<<<<
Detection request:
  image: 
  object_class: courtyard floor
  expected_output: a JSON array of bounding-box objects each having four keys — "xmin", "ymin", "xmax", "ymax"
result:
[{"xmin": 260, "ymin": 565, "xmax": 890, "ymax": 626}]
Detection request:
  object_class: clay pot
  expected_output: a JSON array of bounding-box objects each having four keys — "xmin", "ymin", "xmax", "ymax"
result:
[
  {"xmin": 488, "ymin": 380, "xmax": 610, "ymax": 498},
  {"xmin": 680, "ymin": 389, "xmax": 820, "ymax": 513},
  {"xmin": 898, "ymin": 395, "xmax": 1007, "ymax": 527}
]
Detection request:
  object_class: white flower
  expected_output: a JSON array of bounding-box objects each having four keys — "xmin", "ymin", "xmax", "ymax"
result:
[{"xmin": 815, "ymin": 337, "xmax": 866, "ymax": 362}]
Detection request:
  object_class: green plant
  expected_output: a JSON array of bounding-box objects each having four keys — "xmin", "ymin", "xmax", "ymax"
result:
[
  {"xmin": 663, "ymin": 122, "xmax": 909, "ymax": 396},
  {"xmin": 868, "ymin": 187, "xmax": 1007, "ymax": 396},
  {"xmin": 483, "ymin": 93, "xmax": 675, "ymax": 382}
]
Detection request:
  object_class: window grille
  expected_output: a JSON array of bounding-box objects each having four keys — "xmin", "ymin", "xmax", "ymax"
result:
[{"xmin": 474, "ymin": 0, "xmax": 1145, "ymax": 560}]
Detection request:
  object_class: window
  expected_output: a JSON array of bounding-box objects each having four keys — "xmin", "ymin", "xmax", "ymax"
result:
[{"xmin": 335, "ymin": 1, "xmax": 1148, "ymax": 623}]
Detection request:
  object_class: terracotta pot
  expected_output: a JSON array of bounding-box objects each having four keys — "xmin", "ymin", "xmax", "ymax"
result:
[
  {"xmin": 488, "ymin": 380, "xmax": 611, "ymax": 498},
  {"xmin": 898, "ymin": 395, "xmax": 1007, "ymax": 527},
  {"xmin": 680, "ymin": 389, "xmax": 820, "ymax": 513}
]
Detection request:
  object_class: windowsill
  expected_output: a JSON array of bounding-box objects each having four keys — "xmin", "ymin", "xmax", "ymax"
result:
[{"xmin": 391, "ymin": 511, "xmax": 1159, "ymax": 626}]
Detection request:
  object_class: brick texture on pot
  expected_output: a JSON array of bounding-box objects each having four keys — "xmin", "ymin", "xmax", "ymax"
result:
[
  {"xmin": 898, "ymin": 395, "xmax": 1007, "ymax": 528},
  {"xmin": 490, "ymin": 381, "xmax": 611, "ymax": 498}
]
>>>>
• [YOUR INSTRUCTIONS]:
The full set of records above is to be printed exactly as it appears.

• [RESULT BELOW]:
Detection request:
  image: 
  object_class: courtyard floor
  expected_output: a JSON array of bounding-box objects each having four keys — "xmin", "ymin", "xmax", "ymax"
result:
[{"xmin": 260, "ymin": 565, "xmax": 890, "ymax": 626}]
Detection request:
  object_class: clay pot
  expected_output: a JSON array of bounding-box objects each having four keys — "xmin", "ymin", "xmax", "ymax"
result:
[
  {"xmin": 488, "ymin": 380, "xmax": 610, "ymax": 498},
  {"xmin": 680, "ymin": 389, "xmax": 820, "ymax": 513},
  {"xmin": 898, "ymin": 395, "xmax": 1007, "ymax": 527}
]
Detection request:
  object_class: white flower
  expected_output: a JSON array of bounding-box objects each having four keys — "xmin", "ymin", "xmax", "ymax"
result:
[{"xmin": 815, "ymin": 337, "xmax": 866, "ymax": 362}]
Detection request:
  object_class: green plant
  expected_output: a JSON array of bounding-box objects each having four keys — "xmin", "ymin", "xmax", "ymax"
result:
[
  {"xmin": 663, "ymin": 122, "xmax": 909, "ymax": 396},
  {"xmin": 868, "ymin": 187, "xmax": 1007, "ymax": 396},
  {"xmin": 483, "ymin": 93, "xmax": 675, "ymax": 382}
]
Detection request:
  object_class: window grille
  expected_output: a JSON array of bounding-box objects each having four keys — "xmin", "ymin", "xmax", "ymax"
result:
[{"xmin": 474, "ymin": 0, "xmax": 1145, "ymax": 560}]
Detection request:
  object_class: window
  expected_output: a JSON array of bounding-box objects each having four keys — "xmin", "ymin", "xmax", "ymax"
result:
[{"xmin": 335, "ymin": 1, "xmax": 1148, "ymax": 623}]
Detection request:
  object_class: terracotta pot
  expected_output: a JSON array of bounding-box objects each having four keys — "xmin", "ymin", "xmax", "ymax"
result:
[
  {"xmin": 488, "ymin": 380, "xmax": 611, "ymax": 498},
  {"xmin": 898, "ymin": 395, "xmax": 1007, "ymax": 527},
  {"xmin": 680, "ymin": 389, "xmax": 820, "ymax": 513}
]
Detection request:
  object_class: windowsill
  expected_output: a JSON array of bounding-box objects each having four keys — "xmin", "ymin", "xmax", "ymax"
result:
[{"xmin": 391, "ymin": 511, "xmax": 1159, "ymax": 626}]
Detection request:
  object_class: brick texture on pot
  expected_output: a JSON array of bounding-box objects each having four keys — "xmin", "ymin", "xmax", "ymax"
result:
[
  {"xmin": 898, "ymin": 395, "xmax": 1007, "ymax": 528},
  {"xmin": 490, "ymin": 381, "xmax": 611, "ymax": 498}
]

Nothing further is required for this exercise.